> DATA SUPPLIED
- - -

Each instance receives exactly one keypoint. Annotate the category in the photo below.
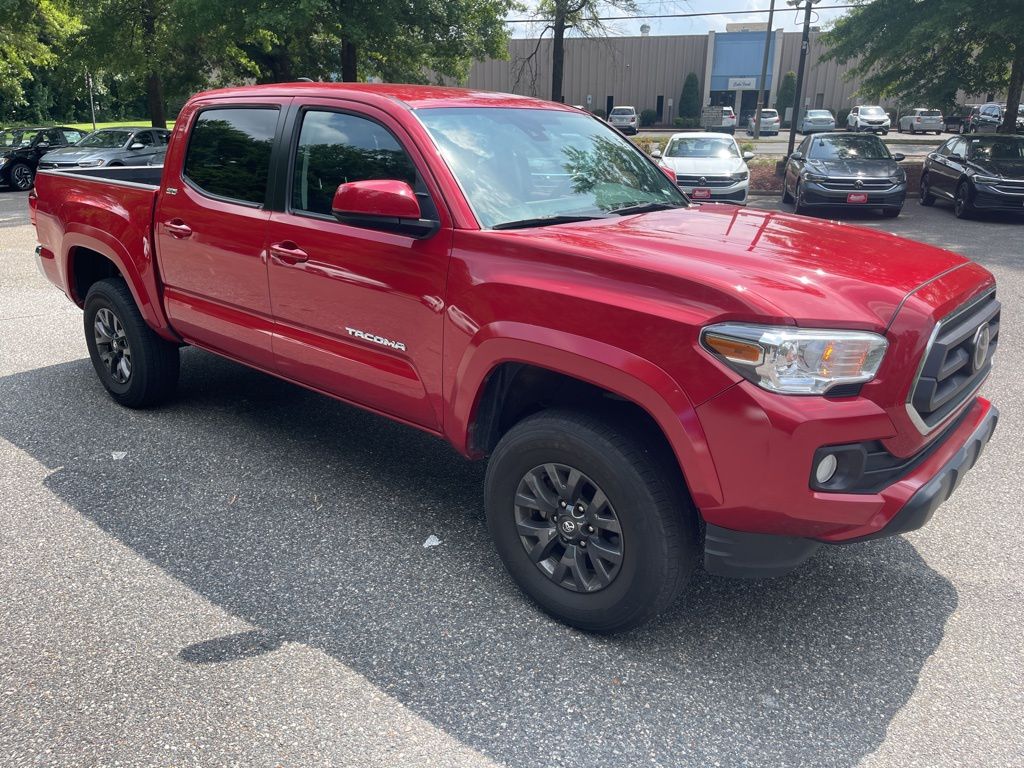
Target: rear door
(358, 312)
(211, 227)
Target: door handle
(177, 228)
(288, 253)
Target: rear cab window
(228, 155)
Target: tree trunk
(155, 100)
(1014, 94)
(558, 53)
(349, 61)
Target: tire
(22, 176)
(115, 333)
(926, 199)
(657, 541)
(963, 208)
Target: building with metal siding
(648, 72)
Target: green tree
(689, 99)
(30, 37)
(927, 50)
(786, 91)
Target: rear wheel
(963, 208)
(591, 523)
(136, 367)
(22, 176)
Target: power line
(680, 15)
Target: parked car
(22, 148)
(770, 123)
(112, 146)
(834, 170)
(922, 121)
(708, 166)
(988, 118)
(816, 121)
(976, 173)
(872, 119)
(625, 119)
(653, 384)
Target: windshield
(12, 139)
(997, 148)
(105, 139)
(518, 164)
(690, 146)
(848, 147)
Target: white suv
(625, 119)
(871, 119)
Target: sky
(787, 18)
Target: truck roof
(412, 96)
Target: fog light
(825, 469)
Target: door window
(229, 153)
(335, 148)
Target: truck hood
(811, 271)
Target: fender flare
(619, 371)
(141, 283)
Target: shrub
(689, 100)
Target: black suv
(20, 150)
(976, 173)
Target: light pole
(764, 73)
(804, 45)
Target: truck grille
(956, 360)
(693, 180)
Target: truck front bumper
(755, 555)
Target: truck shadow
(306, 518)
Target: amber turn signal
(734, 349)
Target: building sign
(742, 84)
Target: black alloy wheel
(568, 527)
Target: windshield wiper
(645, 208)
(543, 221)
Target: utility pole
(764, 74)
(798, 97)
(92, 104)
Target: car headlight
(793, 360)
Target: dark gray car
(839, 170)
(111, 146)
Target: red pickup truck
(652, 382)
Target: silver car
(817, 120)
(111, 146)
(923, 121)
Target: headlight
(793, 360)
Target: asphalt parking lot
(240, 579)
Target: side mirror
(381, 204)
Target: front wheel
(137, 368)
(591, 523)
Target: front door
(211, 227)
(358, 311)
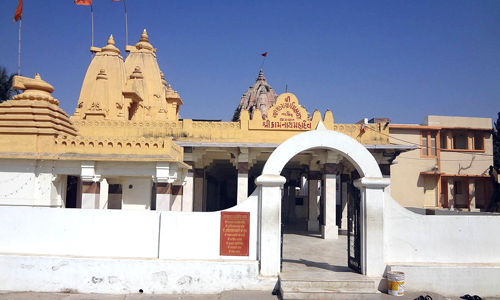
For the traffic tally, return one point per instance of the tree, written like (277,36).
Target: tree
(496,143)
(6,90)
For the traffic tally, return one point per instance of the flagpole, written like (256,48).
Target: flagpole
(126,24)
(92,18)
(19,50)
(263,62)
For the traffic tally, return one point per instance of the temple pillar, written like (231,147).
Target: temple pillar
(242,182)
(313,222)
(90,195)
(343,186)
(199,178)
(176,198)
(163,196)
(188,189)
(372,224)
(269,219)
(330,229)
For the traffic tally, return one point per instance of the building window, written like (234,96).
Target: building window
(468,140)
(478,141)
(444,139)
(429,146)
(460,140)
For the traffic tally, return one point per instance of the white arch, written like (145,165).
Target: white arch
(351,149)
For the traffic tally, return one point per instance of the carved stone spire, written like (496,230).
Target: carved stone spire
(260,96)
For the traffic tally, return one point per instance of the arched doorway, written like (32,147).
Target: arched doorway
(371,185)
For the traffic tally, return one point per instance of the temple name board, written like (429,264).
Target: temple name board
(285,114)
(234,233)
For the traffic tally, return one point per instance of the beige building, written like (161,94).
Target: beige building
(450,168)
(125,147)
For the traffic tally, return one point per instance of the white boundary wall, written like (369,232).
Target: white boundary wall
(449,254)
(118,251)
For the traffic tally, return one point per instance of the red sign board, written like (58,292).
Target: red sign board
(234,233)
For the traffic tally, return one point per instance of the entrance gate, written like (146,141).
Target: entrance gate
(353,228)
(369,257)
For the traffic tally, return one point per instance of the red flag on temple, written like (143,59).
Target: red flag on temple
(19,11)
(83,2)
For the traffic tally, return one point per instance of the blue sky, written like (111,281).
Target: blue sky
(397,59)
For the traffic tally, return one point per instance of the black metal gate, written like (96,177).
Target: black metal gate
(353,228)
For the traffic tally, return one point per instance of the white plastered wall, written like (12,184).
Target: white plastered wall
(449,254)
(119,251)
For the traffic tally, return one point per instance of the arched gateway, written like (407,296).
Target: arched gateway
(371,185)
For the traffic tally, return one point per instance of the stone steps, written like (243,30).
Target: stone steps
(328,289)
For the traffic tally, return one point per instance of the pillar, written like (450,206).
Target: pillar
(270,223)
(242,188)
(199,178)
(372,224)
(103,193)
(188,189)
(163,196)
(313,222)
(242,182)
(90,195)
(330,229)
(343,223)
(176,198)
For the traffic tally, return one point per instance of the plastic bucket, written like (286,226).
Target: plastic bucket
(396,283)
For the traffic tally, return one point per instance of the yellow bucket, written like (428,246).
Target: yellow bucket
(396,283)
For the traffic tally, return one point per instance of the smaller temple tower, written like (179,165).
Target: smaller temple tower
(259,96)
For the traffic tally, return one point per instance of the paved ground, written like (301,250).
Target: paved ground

- - -

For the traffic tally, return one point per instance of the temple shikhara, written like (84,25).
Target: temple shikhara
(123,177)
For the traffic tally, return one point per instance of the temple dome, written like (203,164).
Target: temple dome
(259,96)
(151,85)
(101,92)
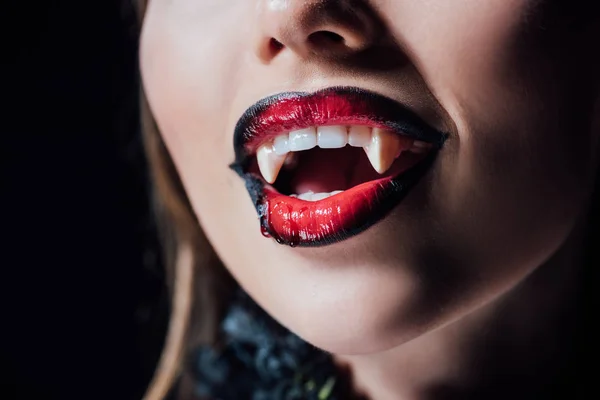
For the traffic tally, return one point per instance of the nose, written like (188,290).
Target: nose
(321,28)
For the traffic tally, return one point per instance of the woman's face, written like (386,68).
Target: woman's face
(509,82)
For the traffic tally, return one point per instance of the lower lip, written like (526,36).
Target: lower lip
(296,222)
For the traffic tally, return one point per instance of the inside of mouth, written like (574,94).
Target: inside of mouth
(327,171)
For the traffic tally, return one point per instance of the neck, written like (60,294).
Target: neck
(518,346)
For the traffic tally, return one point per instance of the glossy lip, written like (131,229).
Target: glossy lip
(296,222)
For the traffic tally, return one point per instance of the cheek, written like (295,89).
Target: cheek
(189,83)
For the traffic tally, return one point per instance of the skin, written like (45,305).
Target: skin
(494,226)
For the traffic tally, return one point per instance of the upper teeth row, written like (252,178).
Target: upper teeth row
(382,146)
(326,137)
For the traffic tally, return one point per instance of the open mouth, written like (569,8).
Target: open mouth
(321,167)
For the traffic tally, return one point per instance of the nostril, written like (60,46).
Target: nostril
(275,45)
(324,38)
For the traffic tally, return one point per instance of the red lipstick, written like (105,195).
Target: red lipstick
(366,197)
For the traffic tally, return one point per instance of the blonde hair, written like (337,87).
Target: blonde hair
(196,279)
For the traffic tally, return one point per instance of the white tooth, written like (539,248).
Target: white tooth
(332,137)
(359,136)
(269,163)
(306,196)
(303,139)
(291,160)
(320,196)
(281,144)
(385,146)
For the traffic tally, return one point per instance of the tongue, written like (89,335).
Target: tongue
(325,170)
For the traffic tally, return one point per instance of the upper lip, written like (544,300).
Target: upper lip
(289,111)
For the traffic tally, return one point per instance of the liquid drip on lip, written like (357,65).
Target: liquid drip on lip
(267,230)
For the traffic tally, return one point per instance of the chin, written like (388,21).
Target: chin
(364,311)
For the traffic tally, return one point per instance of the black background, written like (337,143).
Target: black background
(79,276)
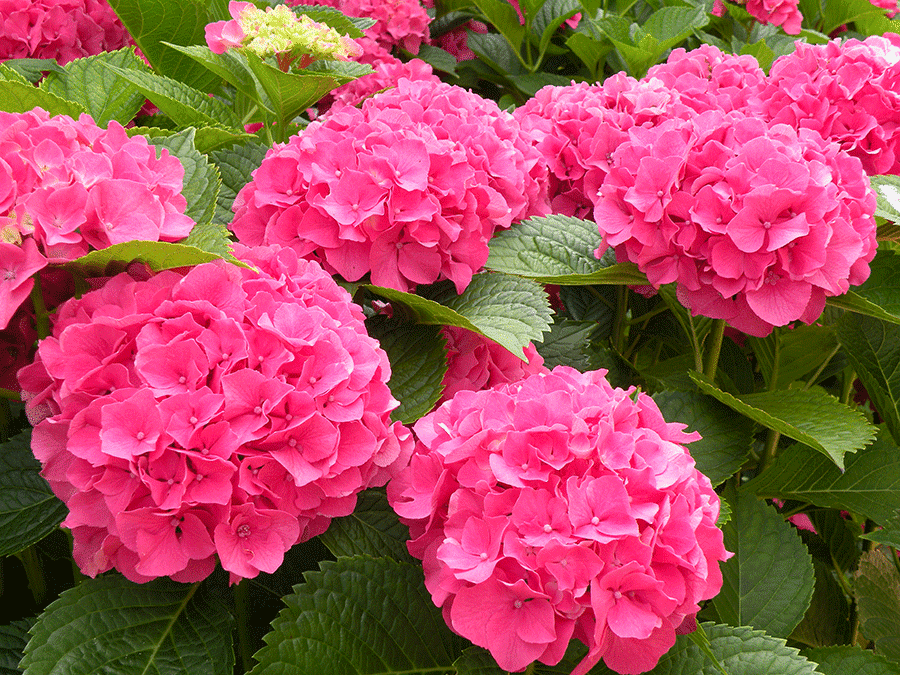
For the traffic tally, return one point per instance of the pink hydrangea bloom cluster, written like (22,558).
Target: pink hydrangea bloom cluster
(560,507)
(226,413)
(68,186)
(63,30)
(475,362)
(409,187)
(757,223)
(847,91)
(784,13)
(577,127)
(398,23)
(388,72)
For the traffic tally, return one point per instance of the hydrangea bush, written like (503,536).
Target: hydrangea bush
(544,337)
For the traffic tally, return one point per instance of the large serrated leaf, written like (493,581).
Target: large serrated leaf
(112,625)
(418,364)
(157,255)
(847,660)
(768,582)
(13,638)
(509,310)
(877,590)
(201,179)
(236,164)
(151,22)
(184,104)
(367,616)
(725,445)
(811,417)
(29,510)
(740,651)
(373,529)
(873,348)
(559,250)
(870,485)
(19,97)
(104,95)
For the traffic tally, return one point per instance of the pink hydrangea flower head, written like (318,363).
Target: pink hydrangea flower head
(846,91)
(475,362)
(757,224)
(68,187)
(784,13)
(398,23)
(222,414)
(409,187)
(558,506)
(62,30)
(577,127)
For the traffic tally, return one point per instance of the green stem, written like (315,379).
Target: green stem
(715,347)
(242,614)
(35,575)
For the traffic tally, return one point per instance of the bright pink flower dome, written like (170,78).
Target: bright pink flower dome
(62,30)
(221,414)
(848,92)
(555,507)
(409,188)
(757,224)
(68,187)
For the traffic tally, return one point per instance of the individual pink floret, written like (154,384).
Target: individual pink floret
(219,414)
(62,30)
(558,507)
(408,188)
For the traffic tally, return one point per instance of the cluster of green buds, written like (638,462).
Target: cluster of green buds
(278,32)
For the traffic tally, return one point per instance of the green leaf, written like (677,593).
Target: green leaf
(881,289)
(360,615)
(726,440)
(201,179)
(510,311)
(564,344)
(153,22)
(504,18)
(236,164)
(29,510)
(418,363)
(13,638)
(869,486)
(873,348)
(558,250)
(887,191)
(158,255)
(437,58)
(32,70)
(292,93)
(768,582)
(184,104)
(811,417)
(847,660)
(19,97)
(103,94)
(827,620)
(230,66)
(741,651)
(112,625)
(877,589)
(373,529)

- - -

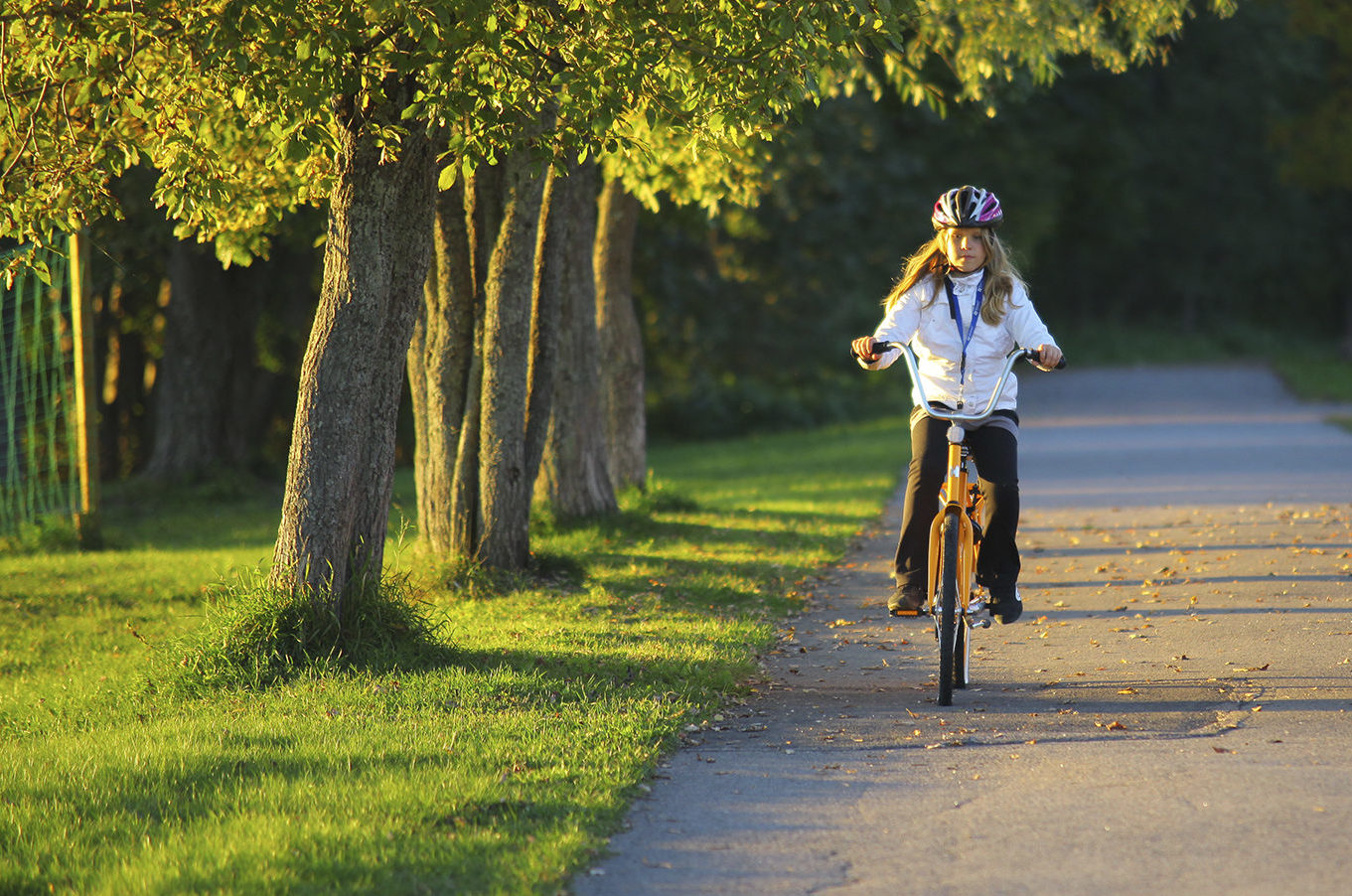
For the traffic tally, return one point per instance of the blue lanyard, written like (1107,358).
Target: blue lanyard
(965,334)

- - -

> WHAT THE TASK ASKS
Looking at the entries, work out how many lines hold the word "paved". Give the number and nothing else.

> RESULT BELOW
2